• The exercise:
Shift every coordinate in the answers of the entries below by adding 146 to each number, and write out all the lines again, the requests included.

········

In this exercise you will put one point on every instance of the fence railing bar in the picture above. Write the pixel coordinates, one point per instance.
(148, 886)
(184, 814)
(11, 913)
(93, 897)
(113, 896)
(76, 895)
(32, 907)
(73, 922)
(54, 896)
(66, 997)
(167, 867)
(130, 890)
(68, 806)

········

• Written response:
In this exercise you will put one point on every instance of the fence railing bar in the picture above. Write the pixel coordinates, one point per instance.
(294, 1032)
(330, 960)
(157, 1059)
(239, 1043)
(259, 1042)
(222, 1041)
(178, 1053)
(219, 1068)
(200, 1042)
(212, 1143)
(313, 1013)
(276, 1036)
(214, 952)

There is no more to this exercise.